(SET TASK 1)
Show every line of the listing below that contains the word "table", matching its case exactly.

(SUPPLIED PASSAGE)

HC Deb 06 June 1967 vol 747 cc833-8
Mr. Patrick Jenkin

I beg to move Amendment No. 69, in page 12, line 38, to leave out 'Treasury' and to insert 'Commissioners of Customs and Excise'.

With this Clause we move from the recondite realm of spirit licences and spirit advice notes into the rather more familiar, but none the less complex, law of Purchase Tax, and this Clause—and I give it a welcome—extends a relief which exists to cover circumstances in respect of which it may be thought the relief ought to have existed, but so far has not.

As I understand the position, there are four categories of imported goods which are relieved, or which may be relieved, from Purchase Tax. They are contained in Section 21(4) of the Purchase Tax Act, 1963, and cover such tilings as goods which ought to be imported free of Purchase Tax by some international agreement other than a commercial one, goods which are imported for the purposes of testing or comparing with British manufactured goods, goods which are imported for purposes of research, learning, art, or sport, and goods which are intended to be re-exported.

Section 21 gives the authorities power to relieve from duty such goods on importation, but this Section must be read in conjunction with Section 11 of the Act which says: Tax shall be charged, subject to and in accordance with the provisions of this Act, on the wholesale value of all chargeable goods imported into the United Kingdom except goods imported for a registered wholesale merchant as stock for his business or imported for a registered manufacturer as material. That is to say, normally imports are charged with duty on importation unless they are going to be a registered trader, if I might comprise those two categories in one phrase, a registered wholesale merchant and a registered manufacturer.

That is a broad exception to the charging of duty on imports. Section 21 adds a further narrow exception relating to the four categories, and one is therefore left with the position that there is, as it were, a lacuna in the legislation which Clause is intended to fill, namely, that if the goods on importation go to a registered wholesale merchant, or a registered manufacturer they are not charged with duty, and there is no provision for relieving them subsequently from duty if they fall into one of the four categories of the limitation exceptions contained in Section 21. Normally, Purchase Tax is paid when the goods are sold or appropriated by the wholesaler, but there is no provision in these circumstances for this narrow exception of the four categories to which I have referred, and this is what the Clause does.

5.15 p.m.

This Amendment—and No. 70 which proposes to make a similar Amendment in line 43—relates to one aspect of the matter, namely, which of the Government agencies should be responsible for administering this part of the law. I recognise that this is a narrow point. Should it be the Treasury, or should it be the Commissioners of Customs and Excise? One is here referring to a division of functions between a Government Department direct and an administrative department, the Commissioners.

Under Section 21(1) of the 1963 Act it is the Treasury which has the power to direct that tax shall not be payable. I concede at once that if it is right in Section 21 that the Treasury should be responsible for the administration of that provision, it follows that it is right in this Clause of the Bill, and I therefore make it quite clear that the Amendment is in the nature of a probe to find out why in the first place these powers of administration were accorded to the Treasury and not left to the Customs and Excise.

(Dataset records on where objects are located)
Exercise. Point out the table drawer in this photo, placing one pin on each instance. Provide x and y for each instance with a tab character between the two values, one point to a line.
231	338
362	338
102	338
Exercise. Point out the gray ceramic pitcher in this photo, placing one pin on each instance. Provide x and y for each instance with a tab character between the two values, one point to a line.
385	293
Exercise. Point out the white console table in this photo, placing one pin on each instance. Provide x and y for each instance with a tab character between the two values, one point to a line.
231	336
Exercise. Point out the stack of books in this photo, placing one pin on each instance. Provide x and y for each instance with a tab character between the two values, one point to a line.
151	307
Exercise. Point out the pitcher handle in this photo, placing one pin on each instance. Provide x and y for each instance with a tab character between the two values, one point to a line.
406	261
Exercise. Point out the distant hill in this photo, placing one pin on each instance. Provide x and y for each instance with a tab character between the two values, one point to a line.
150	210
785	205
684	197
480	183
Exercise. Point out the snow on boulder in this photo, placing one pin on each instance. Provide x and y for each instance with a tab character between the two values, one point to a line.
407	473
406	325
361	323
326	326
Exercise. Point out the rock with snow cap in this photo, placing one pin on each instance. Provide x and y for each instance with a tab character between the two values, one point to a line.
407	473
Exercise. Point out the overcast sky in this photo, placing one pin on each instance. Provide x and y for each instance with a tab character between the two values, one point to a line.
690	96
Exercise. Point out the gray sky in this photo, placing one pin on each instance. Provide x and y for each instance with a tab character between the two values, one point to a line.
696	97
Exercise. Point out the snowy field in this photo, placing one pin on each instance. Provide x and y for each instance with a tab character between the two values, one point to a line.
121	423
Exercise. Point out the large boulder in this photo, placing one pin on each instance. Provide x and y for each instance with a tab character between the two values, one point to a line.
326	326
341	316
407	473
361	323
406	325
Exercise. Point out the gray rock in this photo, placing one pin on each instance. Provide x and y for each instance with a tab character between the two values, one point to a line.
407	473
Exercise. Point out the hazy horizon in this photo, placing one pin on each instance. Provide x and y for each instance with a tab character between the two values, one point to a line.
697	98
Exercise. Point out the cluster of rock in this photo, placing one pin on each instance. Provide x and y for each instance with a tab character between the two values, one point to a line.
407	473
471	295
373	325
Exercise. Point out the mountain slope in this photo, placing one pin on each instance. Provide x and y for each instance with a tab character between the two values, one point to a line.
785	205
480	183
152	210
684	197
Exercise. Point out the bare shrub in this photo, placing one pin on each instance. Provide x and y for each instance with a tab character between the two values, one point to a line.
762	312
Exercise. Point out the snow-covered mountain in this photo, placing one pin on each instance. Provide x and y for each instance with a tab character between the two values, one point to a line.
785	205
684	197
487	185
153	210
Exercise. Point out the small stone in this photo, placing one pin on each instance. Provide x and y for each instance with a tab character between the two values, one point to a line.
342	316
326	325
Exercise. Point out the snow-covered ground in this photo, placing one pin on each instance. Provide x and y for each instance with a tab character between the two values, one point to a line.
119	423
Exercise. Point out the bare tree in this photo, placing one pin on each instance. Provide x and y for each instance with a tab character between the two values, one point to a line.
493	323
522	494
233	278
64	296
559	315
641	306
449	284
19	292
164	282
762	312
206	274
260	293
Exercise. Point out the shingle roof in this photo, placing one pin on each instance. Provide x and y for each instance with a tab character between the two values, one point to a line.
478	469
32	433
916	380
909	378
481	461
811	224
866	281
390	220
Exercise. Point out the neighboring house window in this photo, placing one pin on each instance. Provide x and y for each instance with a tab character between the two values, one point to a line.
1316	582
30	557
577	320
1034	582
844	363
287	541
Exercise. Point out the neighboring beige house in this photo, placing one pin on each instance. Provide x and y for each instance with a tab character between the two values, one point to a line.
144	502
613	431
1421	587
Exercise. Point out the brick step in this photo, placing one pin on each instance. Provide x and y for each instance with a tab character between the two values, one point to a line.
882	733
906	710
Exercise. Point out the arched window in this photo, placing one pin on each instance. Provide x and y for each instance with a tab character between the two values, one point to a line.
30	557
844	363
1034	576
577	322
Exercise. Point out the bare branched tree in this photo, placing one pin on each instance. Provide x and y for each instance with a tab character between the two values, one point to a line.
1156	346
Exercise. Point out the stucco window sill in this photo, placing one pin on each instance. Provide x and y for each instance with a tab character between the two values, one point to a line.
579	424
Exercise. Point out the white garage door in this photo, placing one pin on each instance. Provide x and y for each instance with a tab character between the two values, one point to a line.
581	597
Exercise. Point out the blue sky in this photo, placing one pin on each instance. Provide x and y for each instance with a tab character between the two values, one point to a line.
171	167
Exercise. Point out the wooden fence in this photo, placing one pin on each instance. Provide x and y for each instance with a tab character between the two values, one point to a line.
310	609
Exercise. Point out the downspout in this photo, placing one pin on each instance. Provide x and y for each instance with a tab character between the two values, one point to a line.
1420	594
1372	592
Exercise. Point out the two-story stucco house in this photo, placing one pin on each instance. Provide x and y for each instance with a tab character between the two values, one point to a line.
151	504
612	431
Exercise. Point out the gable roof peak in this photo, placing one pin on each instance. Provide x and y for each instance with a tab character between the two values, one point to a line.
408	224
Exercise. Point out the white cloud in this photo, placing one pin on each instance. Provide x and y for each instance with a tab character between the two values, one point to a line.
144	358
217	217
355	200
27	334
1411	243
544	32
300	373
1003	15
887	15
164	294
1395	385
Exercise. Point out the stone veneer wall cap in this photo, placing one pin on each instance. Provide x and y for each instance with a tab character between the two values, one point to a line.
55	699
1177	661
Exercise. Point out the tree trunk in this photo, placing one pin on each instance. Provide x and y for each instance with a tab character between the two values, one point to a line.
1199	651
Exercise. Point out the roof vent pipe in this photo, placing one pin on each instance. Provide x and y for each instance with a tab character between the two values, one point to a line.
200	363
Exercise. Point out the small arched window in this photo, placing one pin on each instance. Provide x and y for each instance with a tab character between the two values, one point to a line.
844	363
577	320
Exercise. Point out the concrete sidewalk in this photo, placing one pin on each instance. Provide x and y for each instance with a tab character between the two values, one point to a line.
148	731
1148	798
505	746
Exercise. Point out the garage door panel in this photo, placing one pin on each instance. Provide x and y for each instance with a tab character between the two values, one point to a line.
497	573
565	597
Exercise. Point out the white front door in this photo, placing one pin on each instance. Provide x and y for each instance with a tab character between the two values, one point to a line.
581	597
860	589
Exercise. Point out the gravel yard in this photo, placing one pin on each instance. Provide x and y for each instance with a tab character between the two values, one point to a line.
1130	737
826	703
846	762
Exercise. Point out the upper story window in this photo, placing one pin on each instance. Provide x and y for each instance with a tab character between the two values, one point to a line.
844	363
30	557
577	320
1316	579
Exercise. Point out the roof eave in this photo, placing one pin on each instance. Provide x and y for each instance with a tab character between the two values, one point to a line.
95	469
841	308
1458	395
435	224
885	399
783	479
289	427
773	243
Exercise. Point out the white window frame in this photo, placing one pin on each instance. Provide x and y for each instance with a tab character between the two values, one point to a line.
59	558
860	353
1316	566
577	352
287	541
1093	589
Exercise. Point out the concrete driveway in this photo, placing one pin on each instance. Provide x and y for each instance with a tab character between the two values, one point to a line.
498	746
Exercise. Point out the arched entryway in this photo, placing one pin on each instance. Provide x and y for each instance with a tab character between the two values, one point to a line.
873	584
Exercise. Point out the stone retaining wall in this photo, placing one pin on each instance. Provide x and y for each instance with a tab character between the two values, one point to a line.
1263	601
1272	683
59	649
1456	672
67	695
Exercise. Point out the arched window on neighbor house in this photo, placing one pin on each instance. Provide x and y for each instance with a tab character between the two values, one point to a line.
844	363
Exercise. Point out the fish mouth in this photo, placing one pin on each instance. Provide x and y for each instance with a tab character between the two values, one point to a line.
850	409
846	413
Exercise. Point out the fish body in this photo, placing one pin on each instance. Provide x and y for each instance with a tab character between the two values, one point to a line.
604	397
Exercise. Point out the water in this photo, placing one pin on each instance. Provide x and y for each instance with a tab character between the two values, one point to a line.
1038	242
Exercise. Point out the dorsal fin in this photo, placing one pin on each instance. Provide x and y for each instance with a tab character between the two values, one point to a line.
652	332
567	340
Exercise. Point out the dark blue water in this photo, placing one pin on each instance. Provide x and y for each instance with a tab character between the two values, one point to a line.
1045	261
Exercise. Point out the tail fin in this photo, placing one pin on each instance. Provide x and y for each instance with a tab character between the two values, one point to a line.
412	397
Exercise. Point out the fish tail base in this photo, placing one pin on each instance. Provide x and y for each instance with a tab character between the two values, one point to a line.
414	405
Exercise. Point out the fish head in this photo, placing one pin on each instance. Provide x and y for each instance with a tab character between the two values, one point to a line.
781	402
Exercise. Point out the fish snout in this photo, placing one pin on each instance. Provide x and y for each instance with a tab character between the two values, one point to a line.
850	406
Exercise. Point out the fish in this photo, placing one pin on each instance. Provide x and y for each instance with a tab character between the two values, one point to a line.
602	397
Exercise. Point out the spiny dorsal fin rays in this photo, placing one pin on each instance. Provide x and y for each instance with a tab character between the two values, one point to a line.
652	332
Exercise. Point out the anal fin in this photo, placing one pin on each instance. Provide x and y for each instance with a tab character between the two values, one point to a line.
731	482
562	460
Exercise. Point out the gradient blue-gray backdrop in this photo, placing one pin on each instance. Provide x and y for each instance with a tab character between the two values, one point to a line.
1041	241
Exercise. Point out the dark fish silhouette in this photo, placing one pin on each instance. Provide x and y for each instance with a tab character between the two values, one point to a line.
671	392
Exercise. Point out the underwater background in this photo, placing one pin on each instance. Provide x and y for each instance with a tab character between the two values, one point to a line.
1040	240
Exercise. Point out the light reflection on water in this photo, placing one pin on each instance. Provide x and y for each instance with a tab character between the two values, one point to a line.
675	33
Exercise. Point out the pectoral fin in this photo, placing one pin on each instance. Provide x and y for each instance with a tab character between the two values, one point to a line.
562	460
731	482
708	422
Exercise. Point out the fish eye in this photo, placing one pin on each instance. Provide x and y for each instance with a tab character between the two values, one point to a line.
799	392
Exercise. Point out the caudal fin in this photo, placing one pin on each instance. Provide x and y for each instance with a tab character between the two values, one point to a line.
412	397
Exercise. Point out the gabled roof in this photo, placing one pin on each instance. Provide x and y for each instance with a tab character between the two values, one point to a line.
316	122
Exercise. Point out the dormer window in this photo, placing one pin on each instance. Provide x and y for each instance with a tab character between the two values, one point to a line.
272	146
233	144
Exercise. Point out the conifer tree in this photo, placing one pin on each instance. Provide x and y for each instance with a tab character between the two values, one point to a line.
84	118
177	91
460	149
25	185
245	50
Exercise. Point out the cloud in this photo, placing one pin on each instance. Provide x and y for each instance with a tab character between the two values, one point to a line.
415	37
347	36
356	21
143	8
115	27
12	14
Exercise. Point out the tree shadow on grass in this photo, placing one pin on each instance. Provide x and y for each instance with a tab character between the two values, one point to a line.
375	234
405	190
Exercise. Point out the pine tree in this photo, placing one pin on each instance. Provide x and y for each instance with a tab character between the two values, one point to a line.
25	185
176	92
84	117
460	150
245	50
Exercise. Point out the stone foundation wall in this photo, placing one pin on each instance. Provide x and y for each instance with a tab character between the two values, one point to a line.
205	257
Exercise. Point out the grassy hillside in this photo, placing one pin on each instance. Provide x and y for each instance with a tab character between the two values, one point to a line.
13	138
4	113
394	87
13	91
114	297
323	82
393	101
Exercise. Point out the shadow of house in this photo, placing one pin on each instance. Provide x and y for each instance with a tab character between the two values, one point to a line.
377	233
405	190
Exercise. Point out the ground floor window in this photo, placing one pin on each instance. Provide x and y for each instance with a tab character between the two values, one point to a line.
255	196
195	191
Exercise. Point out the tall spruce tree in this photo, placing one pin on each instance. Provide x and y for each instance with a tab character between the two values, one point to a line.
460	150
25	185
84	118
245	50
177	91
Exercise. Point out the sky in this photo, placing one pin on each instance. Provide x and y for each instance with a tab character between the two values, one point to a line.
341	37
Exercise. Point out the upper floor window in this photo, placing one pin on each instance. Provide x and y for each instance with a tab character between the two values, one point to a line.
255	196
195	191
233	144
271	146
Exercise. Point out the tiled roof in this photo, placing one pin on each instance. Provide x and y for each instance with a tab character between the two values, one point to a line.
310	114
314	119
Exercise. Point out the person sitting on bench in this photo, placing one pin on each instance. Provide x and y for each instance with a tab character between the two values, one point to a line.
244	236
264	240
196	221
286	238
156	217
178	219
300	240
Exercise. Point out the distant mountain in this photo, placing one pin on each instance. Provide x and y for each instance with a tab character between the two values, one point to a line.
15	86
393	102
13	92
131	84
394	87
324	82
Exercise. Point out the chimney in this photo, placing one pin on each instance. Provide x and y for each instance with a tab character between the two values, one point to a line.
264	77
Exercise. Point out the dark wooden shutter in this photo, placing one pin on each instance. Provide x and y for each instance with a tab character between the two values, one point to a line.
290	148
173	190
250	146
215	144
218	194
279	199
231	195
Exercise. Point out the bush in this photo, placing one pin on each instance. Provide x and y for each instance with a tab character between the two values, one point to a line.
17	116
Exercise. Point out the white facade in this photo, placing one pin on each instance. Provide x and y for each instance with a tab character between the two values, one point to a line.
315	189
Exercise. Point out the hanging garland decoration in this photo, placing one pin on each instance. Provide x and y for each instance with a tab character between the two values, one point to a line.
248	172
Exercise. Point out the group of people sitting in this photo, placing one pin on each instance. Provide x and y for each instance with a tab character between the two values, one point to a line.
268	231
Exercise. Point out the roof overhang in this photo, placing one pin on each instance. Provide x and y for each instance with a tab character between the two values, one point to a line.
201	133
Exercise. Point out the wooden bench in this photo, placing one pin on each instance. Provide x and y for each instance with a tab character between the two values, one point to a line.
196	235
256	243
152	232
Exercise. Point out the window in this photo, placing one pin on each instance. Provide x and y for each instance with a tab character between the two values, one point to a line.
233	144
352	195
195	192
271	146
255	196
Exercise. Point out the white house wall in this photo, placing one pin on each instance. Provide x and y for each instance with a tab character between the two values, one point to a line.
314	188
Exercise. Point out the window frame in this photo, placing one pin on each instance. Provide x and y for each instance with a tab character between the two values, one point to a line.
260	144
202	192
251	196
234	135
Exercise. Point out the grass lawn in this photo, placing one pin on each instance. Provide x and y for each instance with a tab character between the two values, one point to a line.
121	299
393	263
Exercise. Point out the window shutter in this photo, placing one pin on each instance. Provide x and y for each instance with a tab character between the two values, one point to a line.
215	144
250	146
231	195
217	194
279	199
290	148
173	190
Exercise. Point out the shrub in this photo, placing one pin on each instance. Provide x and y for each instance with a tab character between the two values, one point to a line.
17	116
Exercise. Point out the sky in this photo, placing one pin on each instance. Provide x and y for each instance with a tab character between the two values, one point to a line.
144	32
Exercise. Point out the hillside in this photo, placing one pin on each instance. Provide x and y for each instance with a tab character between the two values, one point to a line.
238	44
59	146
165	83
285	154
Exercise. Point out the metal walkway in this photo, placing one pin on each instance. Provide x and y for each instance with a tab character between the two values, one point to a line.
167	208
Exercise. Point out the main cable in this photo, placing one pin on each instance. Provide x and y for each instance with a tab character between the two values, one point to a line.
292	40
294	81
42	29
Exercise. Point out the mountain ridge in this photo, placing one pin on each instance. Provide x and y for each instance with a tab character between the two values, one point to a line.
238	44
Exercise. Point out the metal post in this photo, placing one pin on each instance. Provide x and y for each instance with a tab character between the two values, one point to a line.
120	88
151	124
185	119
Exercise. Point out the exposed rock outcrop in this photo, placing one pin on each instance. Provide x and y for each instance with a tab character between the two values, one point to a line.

(SET TASK 2)
In the Purchase Tax debate above, which section of the 1963 Act gives the Treasury the power to direct that tax shall not be payable?

(REPLY 1)
Exercise. Point out the table drawer in this photo, placing one pin on each instance. Provide x and y for each instance with a tab character between the two values, one point to a line.
Exercise. Point out the white console table in this photo, placing one pin on each instance. Provide x and y for each instance with a tab character between the two values, one point to a line.

(REPLY 2)
Section 21(1) of the 1963 Act.